(SUPPLIED MATERIAL begins)

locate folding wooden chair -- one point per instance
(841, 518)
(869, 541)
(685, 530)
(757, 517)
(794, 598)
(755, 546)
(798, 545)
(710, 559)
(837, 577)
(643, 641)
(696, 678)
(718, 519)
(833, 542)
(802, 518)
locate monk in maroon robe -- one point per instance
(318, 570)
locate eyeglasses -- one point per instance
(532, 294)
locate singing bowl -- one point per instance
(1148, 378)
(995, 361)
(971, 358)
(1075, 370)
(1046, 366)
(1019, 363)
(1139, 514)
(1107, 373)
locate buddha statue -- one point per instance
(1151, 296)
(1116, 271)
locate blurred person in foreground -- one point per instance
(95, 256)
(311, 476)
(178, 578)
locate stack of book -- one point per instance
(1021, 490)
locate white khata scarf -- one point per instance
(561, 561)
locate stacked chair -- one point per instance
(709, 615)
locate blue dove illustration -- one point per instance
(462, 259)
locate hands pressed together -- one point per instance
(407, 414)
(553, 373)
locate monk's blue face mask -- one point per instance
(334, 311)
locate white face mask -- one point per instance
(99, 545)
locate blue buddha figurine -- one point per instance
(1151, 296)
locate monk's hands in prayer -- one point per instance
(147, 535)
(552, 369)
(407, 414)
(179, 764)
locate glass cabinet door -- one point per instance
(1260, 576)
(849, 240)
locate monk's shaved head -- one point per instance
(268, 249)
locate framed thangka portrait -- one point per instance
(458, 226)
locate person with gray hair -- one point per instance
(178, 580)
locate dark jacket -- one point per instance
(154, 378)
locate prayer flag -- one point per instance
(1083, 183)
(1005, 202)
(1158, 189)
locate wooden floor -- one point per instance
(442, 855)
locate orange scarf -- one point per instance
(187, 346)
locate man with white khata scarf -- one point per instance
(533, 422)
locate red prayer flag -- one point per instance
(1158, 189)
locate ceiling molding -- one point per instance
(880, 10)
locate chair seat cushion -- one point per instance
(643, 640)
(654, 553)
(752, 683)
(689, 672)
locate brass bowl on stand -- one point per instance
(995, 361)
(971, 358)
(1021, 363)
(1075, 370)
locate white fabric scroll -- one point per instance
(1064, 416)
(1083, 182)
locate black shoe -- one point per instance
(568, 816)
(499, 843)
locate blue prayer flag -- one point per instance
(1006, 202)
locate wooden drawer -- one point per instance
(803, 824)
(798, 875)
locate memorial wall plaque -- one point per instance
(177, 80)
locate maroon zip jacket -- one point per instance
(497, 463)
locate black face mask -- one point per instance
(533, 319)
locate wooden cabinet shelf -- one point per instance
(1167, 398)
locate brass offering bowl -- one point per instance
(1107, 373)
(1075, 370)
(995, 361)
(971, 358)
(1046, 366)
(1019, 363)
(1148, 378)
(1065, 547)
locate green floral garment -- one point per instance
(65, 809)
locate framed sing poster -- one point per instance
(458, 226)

(SUPPLIED MATERIAL ends)

Repeat the records word for word.

locate folding wooden chair -- one point per instance
(841, 518)
(869, 541)
(685, 530)
(757, 517)
(794, 598)
(755, 546)
(798, 545)
(710, 559)
(837, 577)
(643, 641)
(696, 678)
(718, 519)
(833, 542)
(802, 518)
locate monk in maroon robe -- one point per instance
(318, 570)
locate eyeglasses -- one point per instance
(532, 294)
locate singing bowl -- one point per instance
(1148, 378)
(995, 361)
(971, 358)
(1075, 370)
(1046, 366)
(1019, 363)
(1139, 514)
(1107, 373)
locate buddha statue -- one point per instance
(1151, 296)
(1116, 271)
locate blurred person in foreground -- one point per instance
(95, 256)
(311, 476)
(178, 578)
locate stack of book -- one point per instance
(1021, 490)
locate white khata scarf -- one point per instance
(561, 561)
locate stacked chair -- one point per instance
(709, 615)
locate blue dove illustration -- one point per instance
(462, 259)
locate hands pressed together -- one point per instance
(407, 414)
(553, 373)
locate monk's blue face mask -- one point per instance
(334, 311)
locate white face mask -- one point per instance
(99, 545)
locate blue buddha figurine -- one point per instance
(1151, 296)
locate monk's hands in prayer -- one point per instance
(147, 535)
(552, 369)
(407, 414)
(179, 764)
locate glass cabinet door -- one point per instance
(1260, 576)
(849, 240)
locate monk's shaved head -- one point per instance
(268, 249)
locate framed thangka portrait -- one point per instance
(458, 226)
locate person with gray hair -- one point per instance
(178, 580)
locate dark jacket -- one point per instance
(154, 378)
locate prayer flag -- one point per instance
(1083, 183)
(1005, 202)
(1158, 189)
locate wooden floor -- one point per instance
(442, 855)
locate orange scarf -- one point per instance
(187, 346)
locate man with white khata scarf -- one point per instance
(533, 422)
locate red prayer flag -- one point per instance
(1158, 189)
locate ceiling molding -- one point per instance
(880, 10)
locate chair seat cushion -- one point per instance
(643, 640)
(654, 553)
(752, 683)
(689, 672)
locate brass bowl on stand -- one point per instance
(995, 361)
(971, 358)
(1021, 363)
(1075, 370)
locate white fabric scroll -- one point per instance
(1064, 416)
(1083, 182)
locate black shoe -- one point per instance
(568, 816)
(499, 843)
locate blue prayer flag -- one point per instance
(1006, 202)
locate wooden drawer -- one point per instance
(803, 824)
(798, 875)
locate memorial wall plaque -- one point per instance
(177, 80)
locate maroon zip jacket -- one point per instance
(497, 463)
locate black face mask -- one point per instance
(533, 319)
locate wooden cabinet shelf -- one point per instance
(1167, 398)
locate brass offering bowl -- one point per instance
(1107, 373)
(1075, 370)
(995, 361)
(971, 358)
(1046, 366)
(1019, 363)
(1148, 378)
(1065, 547)
locate green floral garment -- one point per instance
(65, 809)
locate framed sing poster -- one point per instance
(458, 226)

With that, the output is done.